» Work to be completed: Extract the full set of records that follows, word for word.
____ Records for this exercise
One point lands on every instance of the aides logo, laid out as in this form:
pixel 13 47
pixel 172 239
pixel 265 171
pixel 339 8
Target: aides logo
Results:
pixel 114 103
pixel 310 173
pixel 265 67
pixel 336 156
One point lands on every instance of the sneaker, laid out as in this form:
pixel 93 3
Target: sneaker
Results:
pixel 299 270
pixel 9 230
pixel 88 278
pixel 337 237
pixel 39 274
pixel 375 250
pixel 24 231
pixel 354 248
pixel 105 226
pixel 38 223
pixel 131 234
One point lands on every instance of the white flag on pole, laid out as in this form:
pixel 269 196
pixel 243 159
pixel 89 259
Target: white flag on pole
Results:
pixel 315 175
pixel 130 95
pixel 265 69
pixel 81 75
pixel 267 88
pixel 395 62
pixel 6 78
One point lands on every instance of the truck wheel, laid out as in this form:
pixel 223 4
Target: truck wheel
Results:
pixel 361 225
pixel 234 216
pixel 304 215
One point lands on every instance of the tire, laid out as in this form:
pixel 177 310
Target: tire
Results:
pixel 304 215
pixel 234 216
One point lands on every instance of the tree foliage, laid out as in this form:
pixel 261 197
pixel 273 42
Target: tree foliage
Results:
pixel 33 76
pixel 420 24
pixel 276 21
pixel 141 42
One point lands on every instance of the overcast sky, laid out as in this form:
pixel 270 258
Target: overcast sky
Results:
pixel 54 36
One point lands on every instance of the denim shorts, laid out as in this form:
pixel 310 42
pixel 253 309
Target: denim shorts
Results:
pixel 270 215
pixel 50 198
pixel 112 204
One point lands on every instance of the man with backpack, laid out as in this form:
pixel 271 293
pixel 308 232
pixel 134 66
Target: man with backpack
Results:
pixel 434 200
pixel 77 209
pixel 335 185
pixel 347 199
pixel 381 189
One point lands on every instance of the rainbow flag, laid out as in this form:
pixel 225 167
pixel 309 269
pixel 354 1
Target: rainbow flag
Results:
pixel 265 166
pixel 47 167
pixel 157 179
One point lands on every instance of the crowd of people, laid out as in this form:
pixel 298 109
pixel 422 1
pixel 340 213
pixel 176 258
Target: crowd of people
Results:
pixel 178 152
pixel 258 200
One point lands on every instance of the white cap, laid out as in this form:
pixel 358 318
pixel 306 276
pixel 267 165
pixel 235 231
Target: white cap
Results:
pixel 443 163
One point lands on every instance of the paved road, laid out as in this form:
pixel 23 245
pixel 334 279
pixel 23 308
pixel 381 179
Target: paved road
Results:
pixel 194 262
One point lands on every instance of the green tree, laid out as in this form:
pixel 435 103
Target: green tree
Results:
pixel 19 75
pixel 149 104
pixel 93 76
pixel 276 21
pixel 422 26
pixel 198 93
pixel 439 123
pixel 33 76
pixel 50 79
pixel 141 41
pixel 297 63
________
» Completed exercise:
One point lands on every instance of the aides logo, laid out as in this form:
pixel 13 47
pixel 172 239
pixel 265 171
pixel 339 8
Target: aides logo
Results:
pixel 114 103
pixel 310 173
pixel 265 67
pixel 336 156
One point lands on every instance of the sneaker, laid out as in this form:
pixel 93 3
Target: sneaker
Results:
pixel 299 270
pixel 9 230
pixel 88 278
pixel 337 237
pixel 39 274
pixel 375 250
pixel 24 231
pixel 354 248
pixel 105 226
pixel 38 223
pixel 131 234
One point lands on every instance of the white flag on pole, laid out as in this form:
pixel 269 196
pixel 243 159
pixel 89 259
Target: white flag on pole
Results:
pixel 315 175
pixel 130 95
pixel 265 69
pixel 81 75
pixel 267 88
pixel 395 62
pixel 6 78
One point lands on every instance of the truck wheel, laid out as in this form:
pixel 223 4
Target: truck wheel
Results:
pixel 361 225
pixel 234 216
pixel 304 215
One point lands on every instance of the tire, laid out as in this form:
pixel 177 310
Target: tire
Results:
pixel 304 215
pixel 234 216
One point lands on every instance of the tree foliage, laid out as in this form:
pixel 261 197
pixel 273 42
Target: tree foliage
Results:
pixel 33 76
pixel 420 24
pixel 276 21
pixel 141 42
One point lands on every instance of the overcast sky, laid out as in this form:
pixel 270 258
Target: overcast sky
Results:
pixel 54 36
One point lands on every instance of the denim shorts, laid out as in this form:
pixel 310 42
pixel 253 309
Target: denim shorts
Results:
pixel 270 215
pixel 50 198
pixel 112 204
One point lands on every instance of the man with backpack, laid out as in this form:
pixel 271 293
pixel 308 232
pixel 134 66
Target: man with backpack
Results:
pixel 434 200
pixel 77 209
pixel 335 185
pixel 347 199
pixel 381 189
One point lands on every instance of the rainbow flag, laid out as in this form:
pixel 225 167
pixel 309 269
pixel 354 1
Target: rainbow flag
Results:
pixel 265 166
pixel 47 167
pixel 157 179
One point lands on every instance of the crowd of people, laid out as in this form:
pixel 298 109
pixel 422 1
pixel 340 213
pixel 176 258
Target: crowd of people
Results:
pixel 178 152
pixel 258 200
One point lands on every instance of the white cap, laid out as in this form:
pixel 358 318
pixel 306 276
pixel 267 165
pixel 235 231
Target: white cap
Results:
pixel 443 163
One point lands on every instance of the paved road, laid out as in this form:
pixel 23 245
pixel 334 279
pixel 23 308
pixel 381 179
Target: paved road
Results:
pixel 194 262
One point lands on every instance of the green tree, laid out as in this form:
pixel 435 103
Target: green tree
Results:
pixel 19 75
pixel 149 104
pixel 93 76
pixel 276 21
pixel 422 26
pixel 198 93
pixel 439 123
pixel 33 76
pixel 50 79
pixel 141 41
pixel 297 63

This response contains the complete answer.